#### EXCERPT TO READ
Let's see the wind energy profile for all countries on the last day and on the last month of the last year.

In [None]:
coun["Hour"] = t
coun.set_index("Hour", inplace = True, )
coun['2015-12-31'].plot()
plt.legend(bbox_to_anchor=(1.05, 1), loc=2, ncol = 2,  borderaxespad=0.)

In [None]:
coun['2015-12'].plot()
plt.legend(bbox_to_anchor=(1.05, 1), loc=2, ncol = 2,  borderaxespad=0.)

## per Day

The lines are all over the place but you can clearly see a pattern.

In [None]:
coun['Day']=coun.index.map(lambda x: x.strftime('%Y-%m-%d'))
c_group_day = coun.groupby('Day').mean()
c_group_day.plot()
plt.legend(bbox_to_anchor=(1.05, 1), loc=2, ncol = 2,  borderaxespad=0.)

Cyprus has always null values for Wind Energy Potential and it becomes very evident in this picture

## per Month

In [None]:
coun['Month']=coun.index.map(lambda x: x.strftime('%Y-%m'))
coun['Month_only']=coun.index.map(lambda x: x.strftime('%m'))

#### YOUR OBJECTIVE
Update the wind energy excerpt by writing out everything from "The lines are" down to "c_group_day.plot()", with "c_group_day" changed to "daily_means". Work only from the wind energy excerpt.

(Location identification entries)
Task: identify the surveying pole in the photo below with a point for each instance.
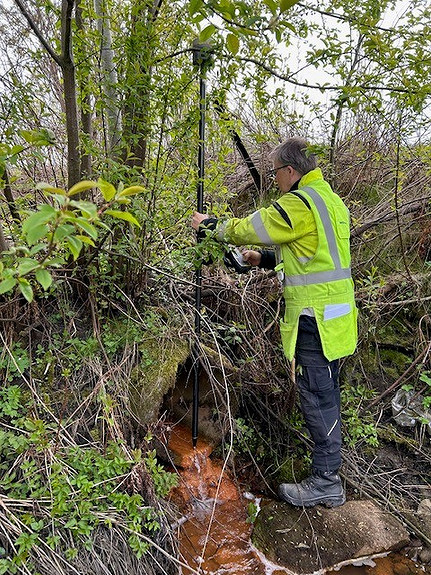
(202, 57)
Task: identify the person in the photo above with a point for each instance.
(309, 228)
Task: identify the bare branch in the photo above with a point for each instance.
(37, 32)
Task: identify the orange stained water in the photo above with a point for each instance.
(215, 537)
(214, 533)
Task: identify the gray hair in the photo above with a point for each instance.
(293, 152)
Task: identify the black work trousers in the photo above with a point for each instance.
(319, 392)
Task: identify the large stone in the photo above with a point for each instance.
(312, 541)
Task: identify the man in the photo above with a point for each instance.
(310, 229)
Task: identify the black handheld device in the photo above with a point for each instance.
(234, 259)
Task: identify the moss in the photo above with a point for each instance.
(155, 374)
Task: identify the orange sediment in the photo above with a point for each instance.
(215, 538)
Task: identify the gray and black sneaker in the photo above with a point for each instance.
(318, 489)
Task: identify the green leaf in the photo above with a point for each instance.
(44, 278)
(62, 232)
(26, 289)
(27, 265)
(107, 189)
(195, 6)
(123, 216)
(272, 5)
(286, 4)
(7, 284)
(36, 233)
(86, 240)
(232, 42)
(50, 189)
(207, 32)
(88, 209)
(44, 215)
(87, 227)
(81, 187)
(75, 245)
(131, 191)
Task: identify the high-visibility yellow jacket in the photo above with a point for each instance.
(310, 229)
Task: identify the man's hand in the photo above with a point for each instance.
(252, 257)
(197, 219)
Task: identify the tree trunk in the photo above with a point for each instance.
(86, 112)
(110, 79)
(68, 70)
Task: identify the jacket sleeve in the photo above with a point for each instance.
(274, 225)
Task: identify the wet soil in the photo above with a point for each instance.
(214, 530)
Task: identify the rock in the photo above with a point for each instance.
(320, 539)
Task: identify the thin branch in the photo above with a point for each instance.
(37, 32)
(325, 87)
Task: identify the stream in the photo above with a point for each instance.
(214, 531)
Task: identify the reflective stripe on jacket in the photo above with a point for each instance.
(315, 274)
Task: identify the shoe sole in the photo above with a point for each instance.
(327, 502)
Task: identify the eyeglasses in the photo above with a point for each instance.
(274, 171)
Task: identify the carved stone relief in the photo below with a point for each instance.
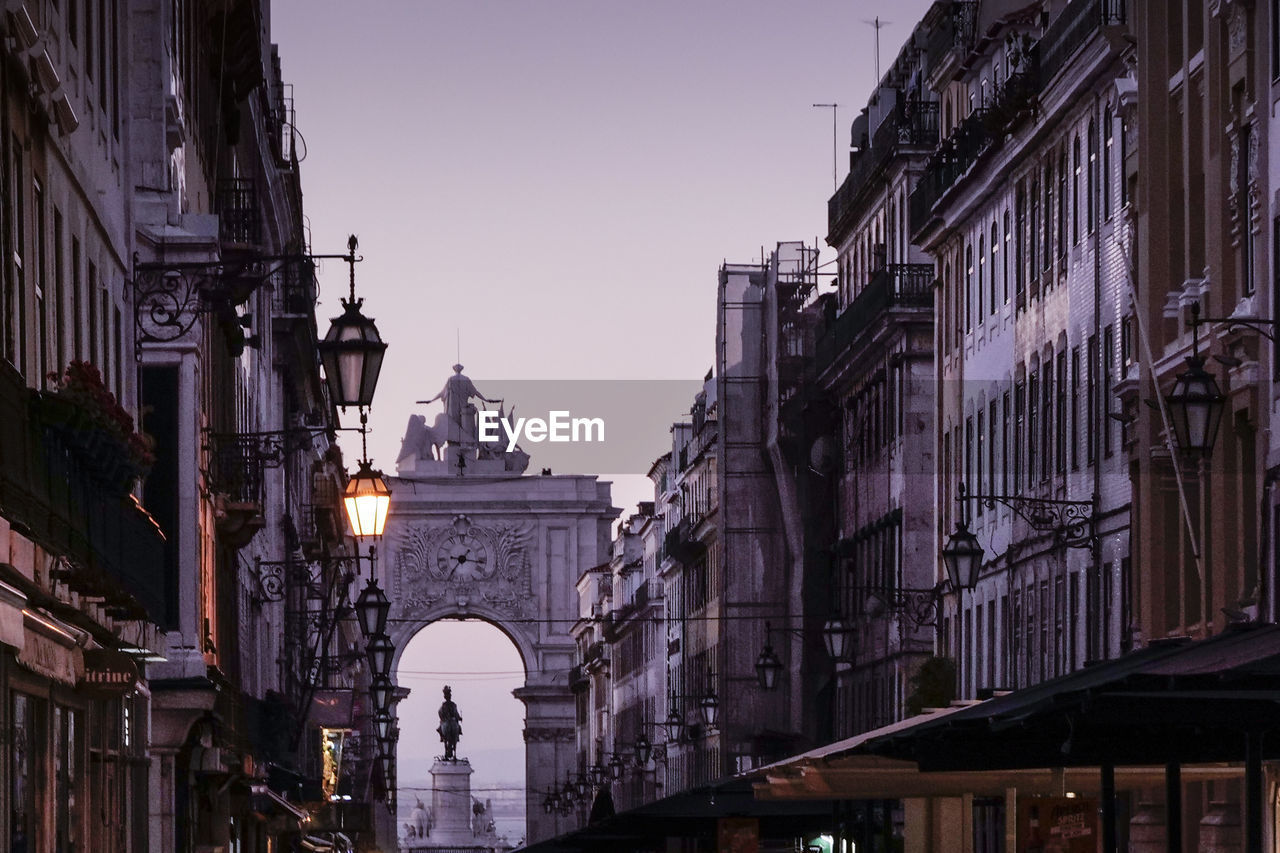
(465, 564)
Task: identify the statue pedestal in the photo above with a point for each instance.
(451, 803)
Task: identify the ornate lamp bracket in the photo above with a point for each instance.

#### CORRECT ANSWER
The lines are all over the place but you can clearly see a pattern.

In [None]:
coun['Day']=coun.index.map(lambda x: x.strftime('%Y-%m-%d'))
daily_means = coun.groupby('Day').mean()
daily_means.plot()